# The exercise
Please pull out every line below that contains the string "pillow", and copy each one unchanged.

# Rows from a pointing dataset
════════

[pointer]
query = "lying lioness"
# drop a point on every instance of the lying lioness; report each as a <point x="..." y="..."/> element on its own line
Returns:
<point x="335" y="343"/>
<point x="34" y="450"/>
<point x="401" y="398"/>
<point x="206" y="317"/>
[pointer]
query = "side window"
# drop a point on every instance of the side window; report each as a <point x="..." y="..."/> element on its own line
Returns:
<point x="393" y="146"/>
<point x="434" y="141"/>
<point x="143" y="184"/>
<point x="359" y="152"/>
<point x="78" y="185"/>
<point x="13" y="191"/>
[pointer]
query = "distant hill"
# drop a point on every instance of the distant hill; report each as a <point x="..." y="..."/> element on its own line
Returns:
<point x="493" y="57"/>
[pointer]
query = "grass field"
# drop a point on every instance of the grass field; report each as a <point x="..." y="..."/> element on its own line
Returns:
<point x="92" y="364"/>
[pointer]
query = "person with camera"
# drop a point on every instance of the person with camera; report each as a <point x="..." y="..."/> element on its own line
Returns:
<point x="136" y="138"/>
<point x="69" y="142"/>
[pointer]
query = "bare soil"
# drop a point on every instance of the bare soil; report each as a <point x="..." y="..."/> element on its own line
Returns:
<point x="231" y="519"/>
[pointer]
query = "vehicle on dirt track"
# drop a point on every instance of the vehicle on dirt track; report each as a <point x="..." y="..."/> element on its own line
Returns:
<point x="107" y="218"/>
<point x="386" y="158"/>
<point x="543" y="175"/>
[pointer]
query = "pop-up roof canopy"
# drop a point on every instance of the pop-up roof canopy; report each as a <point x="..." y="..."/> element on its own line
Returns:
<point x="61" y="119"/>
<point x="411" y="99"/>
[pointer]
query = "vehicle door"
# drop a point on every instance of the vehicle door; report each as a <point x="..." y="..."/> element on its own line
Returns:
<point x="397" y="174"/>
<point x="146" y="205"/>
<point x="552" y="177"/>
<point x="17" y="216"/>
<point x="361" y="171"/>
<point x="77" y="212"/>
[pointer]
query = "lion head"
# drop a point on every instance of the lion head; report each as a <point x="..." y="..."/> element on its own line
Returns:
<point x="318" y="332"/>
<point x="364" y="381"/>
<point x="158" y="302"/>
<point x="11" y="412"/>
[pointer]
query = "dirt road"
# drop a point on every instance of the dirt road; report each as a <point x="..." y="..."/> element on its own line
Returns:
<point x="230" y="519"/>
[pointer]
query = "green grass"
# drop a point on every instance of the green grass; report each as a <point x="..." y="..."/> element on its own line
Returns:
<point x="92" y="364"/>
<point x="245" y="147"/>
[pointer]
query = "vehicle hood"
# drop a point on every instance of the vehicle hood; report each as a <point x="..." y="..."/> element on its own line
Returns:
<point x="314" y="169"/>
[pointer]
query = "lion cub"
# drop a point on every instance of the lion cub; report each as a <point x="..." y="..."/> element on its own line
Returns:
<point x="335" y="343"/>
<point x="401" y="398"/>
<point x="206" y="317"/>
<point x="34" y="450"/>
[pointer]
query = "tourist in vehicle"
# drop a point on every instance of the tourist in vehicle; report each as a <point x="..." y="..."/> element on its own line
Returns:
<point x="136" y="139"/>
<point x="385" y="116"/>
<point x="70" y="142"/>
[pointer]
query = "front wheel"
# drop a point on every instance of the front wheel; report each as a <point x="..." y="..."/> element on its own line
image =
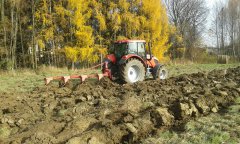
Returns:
<point x="133" y="71"/>
<point x="161" y="73"/>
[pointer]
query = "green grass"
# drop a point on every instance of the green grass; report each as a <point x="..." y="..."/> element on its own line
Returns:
<point x="26" y="80"/>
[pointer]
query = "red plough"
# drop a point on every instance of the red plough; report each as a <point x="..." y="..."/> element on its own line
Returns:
<point x="82" y="78"/>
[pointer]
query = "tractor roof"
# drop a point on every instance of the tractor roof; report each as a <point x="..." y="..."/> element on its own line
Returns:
<point x="128" y="41"/>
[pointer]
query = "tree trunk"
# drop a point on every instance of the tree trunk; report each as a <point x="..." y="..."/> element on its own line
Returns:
<point x="34" y="54"/>
<point x="21" y="37"/>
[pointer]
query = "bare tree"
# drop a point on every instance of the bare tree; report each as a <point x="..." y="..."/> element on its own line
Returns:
<point x="188" y="16"/>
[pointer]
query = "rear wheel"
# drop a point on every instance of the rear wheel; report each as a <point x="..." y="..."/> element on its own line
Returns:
<point x="161" y="73"/>
<point x="133" y="71"/>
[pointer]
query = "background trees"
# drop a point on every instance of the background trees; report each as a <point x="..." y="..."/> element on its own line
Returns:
<point x="226" y="28"/>
<point x="188" y="18"/>
<point x="66" y="32"/>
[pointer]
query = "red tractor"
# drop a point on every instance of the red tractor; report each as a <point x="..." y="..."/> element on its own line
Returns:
<point x="128" y="60"/>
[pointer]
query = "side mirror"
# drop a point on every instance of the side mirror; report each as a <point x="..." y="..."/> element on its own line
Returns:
<point x="148" y="56"/>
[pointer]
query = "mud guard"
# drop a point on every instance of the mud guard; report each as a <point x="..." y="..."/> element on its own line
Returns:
<point x="155" y="69"/>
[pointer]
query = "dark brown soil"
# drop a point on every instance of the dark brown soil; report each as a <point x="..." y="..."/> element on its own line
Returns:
<point x="107" y="112"/>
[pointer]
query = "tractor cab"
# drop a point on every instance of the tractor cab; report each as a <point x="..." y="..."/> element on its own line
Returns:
<point x="126" y="47"/>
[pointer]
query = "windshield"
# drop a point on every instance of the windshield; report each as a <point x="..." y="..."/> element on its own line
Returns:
<point x="120" y="49"/>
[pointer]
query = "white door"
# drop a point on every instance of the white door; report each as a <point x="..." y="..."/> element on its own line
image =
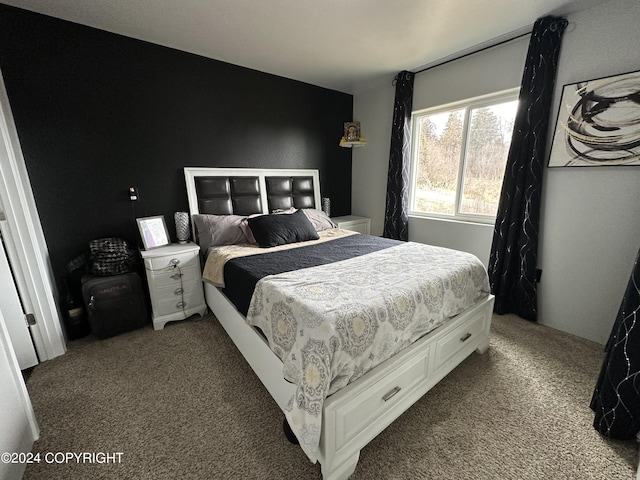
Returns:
<point x="11" y="308"/>
<point x="17" y="420"/>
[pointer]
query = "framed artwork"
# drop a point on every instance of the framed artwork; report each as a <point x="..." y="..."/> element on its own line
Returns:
<point x="153" y="232"/>
<point x="352" y="131"/>
<point x="598" y="123"/>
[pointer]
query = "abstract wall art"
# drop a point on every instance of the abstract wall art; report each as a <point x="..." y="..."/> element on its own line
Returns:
<point x="598" y="123"/>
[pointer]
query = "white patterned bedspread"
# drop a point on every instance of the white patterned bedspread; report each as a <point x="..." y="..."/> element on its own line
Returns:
<point x="332" y="323"/>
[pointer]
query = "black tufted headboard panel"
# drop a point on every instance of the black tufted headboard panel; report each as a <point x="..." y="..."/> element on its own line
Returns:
<point x="225" y="191"/>
<point x="287" y="192"/>
<point x="228" y="195"/>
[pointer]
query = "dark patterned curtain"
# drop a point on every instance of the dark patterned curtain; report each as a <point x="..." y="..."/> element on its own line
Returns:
<point x="512" y="262"/>
<point x="616" y="398"/>
<point x="396" y="220"/>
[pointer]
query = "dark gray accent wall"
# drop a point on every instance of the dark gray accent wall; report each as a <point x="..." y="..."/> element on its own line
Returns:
<point x="98" y="112"/>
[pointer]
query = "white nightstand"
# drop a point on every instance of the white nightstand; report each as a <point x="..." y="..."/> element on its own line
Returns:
<point x="175" y="282"/>
<point x="354" y="222"/>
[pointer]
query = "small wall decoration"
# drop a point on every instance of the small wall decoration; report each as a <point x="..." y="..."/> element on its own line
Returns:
<point x="352" y="131"/>
<point x="598" y="123"/>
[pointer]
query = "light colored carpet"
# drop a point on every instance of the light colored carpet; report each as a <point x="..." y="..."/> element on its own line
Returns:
<point x="182" y="403"/>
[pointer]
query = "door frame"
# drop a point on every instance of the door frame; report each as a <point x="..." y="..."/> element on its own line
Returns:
<point x="26" y="246"/>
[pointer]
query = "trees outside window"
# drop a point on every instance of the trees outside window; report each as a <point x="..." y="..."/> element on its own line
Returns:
<point x="459" y="156"/>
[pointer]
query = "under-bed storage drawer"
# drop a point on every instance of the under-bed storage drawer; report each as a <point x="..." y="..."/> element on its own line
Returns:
<point x="458" y="339"/>
<point x="373" y="402"/>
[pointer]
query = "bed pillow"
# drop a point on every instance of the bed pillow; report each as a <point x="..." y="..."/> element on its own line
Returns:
<point x="273" y="230"/>
<point x="213" y="230"/>
<point x="244" y="225"/>
<point x="319" y="219"/>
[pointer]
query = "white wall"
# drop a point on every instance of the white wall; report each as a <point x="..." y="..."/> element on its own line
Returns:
<point x="18" y="425"/>
<point x="590" y="224"/>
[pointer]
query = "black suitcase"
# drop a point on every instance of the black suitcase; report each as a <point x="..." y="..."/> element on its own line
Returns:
<point x="115" y="304"/>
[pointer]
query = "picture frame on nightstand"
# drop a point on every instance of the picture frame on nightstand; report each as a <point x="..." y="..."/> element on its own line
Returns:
<point x="153" y="231"/>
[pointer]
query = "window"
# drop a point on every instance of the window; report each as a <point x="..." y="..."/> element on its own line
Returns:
<point x="459" y="154"/>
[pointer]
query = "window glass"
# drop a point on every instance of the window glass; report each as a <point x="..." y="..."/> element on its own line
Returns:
<point x="459" y="156"/>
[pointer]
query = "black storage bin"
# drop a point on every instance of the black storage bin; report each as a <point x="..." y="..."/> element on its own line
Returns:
<point x="115" y="304"/>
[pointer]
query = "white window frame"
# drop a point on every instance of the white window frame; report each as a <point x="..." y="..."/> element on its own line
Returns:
<point x="469" y="104"/>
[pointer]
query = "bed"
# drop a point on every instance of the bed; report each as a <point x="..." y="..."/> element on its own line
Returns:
<point x="337" y="389"/>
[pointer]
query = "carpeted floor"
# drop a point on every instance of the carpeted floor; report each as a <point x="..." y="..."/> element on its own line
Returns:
<point x="182" y="403"/>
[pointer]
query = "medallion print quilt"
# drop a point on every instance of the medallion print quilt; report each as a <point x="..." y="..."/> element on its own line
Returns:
<point x="332" y="323"/>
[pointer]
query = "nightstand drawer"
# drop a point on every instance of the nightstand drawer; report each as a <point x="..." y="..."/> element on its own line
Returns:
<point x="171" y="276"/>
<point x="184" y="260"/>
<point x="175" y="283"/>
<point x="177" y="302"/>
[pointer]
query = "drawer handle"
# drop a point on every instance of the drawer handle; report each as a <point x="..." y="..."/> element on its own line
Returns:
<point x="391" y="394"/>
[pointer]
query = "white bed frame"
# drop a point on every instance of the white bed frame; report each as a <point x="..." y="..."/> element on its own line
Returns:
<point x="353" y="416"/>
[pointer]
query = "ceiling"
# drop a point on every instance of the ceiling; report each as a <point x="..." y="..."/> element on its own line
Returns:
<point x="342" y="45"/>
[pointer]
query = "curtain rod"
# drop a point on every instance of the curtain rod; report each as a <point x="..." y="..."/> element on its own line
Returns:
<point x="523" y="32"/>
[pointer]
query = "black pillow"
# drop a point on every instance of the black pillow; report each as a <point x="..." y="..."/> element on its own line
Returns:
<point x="273" y="230"/>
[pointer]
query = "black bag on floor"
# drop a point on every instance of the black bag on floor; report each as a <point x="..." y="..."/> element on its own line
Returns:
<point x="115" y="304"/>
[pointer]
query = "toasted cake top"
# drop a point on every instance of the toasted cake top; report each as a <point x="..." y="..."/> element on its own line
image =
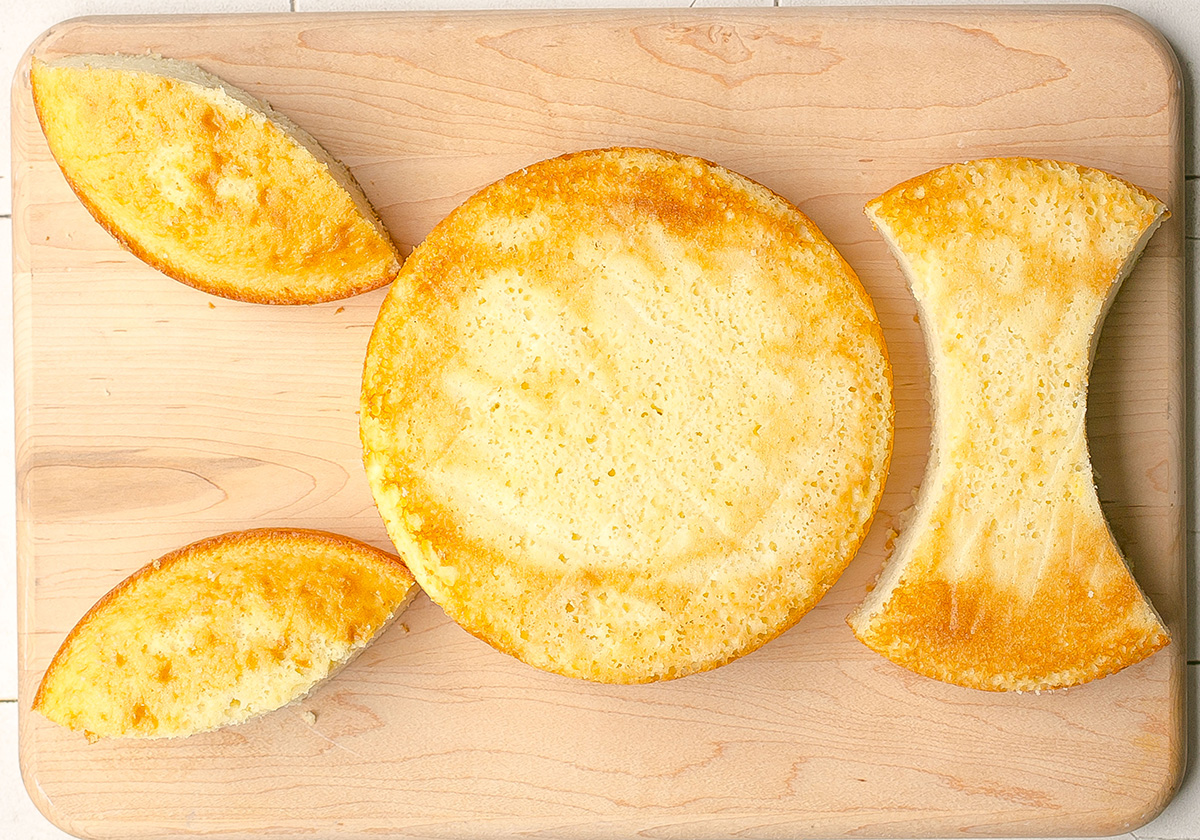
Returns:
<point x="1007" y="575"/>
<point x="207" y="184"/>
<point x="627" y="414"/>
<point x="220" y="631"/>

════════

# Reply
query = "bed pillow"
# drop a point on every instance of the bed pillow; report each as a <point x="..." y="..."/> element on its own line
query = "black pillow"
# drop a point on every instance of the black pillow; report each as a <point x="..." y="..."/> element on its own line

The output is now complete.